- _EXERCISE DETAILS_
Please show each line of the data below that contains the word "office", copied in full.

- _Object detection data_
↓
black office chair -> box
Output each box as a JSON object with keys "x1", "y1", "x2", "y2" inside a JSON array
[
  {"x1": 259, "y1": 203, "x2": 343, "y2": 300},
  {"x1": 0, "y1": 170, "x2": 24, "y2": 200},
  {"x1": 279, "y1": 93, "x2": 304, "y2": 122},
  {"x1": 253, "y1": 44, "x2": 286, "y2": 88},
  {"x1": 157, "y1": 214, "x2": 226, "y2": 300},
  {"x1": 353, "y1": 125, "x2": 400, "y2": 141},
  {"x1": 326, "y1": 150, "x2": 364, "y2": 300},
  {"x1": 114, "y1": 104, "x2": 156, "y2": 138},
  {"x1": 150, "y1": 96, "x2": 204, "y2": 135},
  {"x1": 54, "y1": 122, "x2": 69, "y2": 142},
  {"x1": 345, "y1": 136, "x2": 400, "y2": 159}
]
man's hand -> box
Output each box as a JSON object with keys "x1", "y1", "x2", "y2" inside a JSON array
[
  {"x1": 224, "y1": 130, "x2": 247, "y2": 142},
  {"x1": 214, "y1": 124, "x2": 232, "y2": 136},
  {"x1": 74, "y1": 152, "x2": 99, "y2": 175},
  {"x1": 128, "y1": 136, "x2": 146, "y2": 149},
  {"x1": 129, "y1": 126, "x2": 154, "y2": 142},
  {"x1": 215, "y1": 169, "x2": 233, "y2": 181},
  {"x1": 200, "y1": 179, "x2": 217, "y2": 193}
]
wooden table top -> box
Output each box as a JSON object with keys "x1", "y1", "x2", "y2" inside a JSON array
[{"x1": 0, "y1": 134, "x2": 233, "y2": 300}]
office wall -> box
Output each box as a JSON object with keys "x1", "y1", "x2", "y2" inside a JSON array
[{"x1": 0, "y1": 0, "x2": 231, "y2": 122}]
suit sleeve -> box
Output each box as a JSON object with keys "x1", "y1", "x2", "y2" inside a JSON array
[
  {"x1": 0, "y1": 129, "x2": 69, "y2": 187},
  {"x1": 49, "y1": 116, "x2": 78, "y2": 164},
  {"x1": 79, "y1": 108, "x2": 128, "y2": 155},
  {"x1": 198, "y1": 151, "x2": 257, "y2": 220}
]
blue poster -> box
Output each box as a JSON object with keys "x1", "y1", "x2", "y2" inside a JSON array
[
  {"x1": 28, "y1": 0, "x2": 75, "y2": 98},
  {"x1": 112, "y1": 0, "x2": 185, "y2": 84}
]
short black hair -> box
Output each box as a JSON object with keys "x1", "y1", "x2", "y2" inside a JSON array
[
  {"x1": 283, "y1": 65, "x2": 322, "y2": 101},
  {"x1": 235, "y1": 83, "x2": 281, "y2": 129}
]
↑
- _SOLUTION TO THIS TASK_
black office chair -> box
office wall -> box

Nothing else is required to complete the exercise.